▶ **Goal**: Identify every line of the records below that contains the string "woman", copying each such line in full. Case counts.

▶ **Provided data**:
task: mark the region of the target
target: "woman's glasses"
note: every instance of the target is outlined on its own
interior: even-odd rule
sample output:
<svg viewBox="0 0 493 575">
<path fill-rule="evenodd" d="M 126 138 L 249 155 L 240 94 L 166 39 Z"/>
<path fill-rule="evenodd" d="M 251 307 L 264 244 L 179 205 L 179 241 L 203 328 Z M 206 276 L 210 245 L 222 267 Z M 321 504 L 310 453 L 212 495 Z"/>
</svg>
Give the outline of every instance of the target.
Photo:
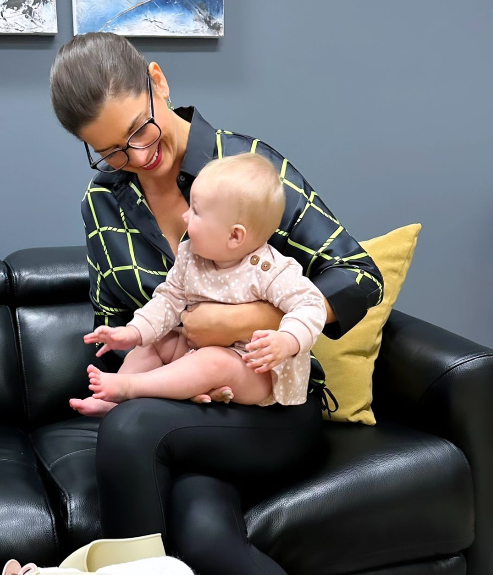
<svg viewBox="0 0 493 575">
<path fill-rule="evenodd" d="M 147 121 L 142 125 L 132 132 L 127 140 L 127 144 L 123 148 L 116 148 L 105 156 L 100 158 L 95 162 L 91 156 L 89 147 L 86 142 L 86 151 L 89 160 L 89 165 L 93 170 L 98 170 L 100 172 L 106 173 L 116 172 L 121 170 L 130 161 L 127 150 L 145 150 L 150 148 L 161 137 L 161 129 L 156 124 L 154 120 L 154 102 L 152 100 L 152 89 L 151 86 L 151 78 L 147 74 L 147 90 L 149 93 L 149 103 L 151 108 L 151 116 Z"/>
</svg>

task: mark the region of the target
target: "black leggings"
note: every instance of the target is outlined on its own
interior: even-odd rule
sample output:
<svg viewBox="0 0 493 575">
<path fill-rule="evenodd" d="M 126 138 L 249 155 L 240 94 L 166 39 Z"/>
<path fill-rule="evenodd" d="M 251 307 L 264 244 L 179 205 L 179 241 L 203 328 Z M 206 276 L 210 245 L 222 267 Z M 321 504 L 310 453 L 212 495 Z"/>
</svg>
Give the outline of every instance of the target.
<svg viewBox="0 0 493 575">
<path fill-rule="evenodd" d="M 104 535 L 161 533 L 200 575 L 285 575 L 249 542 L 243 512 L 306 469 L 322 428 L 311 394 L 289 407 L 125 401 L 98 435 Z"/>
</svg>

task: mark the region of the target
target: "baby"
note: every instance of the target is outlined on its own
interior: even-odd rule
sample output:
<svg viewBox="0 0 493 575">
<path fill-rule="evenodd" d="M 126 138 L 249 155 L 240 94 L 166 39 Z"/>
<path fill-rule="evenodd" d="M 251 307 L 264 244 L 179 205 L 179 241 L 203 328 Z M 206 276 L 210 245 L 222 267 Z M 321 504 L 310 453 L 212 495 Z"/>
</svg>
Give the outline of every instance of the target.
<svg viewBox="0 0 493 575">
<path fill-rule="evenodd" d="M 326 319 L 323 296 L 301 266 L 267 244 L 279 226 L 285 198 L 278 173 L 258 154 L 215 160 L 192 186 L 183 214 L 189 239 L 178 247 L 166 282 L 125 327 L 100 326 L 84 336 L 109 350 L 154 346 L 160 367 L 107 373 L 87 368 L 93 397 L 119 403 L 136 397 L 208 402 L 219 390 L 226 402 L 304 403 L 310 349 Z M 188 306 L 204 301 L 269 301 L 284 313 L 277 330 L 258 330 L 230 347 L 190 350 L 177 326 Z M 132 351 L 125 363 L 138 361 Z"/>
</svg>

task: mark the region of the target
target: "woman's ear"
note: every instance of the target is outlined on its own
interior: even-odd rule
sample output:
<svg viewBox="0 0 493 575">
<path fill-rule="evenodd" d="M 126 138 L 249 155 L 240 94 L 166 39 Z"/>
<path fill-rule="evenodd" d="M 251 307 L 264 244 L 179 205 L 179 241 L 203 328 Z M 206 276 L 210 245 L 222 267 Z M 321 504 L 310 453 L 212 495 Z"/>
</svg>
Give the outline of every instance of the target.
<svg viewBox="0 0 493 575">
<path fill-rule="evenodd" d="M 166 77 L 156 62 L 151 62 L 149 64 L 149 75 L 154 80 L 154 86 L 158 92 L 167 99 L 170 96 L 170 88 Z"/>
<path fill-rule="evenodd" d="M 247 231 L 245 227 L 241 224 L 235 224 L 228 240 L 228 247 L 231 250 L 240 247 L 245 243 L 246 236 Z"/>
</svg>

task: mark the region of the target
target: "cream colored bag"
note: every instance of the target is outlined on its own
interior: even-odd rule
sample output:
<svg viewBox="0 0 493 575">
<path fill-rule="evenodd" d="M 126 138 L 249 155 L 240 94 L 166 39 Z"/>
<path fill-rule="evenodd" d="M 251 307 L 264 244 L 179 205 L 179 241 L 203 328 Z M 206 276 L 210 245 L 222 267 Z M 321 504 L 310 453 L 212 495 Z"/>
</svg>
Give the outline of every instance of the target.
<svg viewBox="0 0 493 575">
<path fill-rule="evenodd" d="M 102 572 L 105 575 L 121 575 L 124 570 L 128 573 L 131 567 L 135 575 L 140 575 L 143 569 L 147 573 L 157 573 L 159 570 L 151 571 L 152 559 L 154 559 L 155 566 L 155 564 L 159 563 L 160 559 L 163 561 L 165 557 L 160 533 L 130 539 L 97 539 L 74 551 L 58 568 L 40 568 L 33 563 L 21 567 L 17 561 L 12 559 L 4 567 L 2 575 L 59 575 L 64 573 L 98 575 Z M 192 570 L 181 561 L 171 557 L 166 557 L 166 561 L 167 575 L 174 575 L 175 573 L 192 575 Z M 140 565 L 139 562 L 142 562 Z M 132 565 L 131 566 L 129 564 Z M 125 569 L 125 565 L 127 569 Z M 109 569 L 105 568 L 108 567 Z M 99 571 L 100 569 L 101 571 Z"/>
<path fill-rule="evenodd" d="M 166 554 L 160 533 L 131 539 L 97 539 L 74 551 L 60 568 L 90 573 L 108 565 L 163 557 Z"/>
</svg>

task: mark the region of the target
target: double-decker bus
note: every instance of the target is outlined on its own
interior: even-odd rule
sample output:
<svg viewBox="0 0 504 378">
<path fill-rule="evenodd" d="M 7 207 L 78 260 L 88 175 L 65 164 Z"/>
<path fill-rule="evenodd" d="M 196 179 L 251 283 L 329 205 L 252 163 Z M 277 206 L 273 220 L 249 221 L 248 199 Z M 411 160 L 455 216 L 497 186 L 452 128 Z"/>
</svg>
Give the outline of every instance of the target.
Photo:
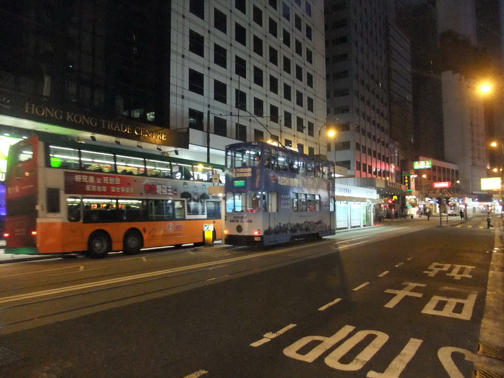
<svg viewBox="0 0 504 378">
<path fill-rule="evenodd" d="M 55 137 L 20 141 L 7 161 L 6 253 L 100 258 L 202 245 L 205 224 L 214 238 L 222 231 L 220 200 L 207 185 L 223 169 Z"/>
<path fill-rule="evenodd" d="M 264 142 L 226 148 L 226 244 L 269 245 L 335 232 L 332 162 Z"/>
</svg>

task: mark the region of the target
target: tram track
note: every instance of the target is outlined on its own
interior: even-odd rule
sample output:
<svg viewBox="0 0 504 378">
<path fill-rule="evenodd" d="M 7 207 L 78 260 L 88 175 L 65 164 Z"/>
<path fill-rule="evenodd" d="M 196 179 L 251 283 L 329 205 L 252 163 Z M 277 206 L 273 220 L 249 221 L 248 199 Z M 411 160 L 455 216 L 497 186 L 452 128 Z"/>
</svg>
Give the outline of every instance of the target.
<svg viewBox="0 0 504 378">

▶ **Answer to the exercise**:
target: "woman's glasses"
target: "woman's ear"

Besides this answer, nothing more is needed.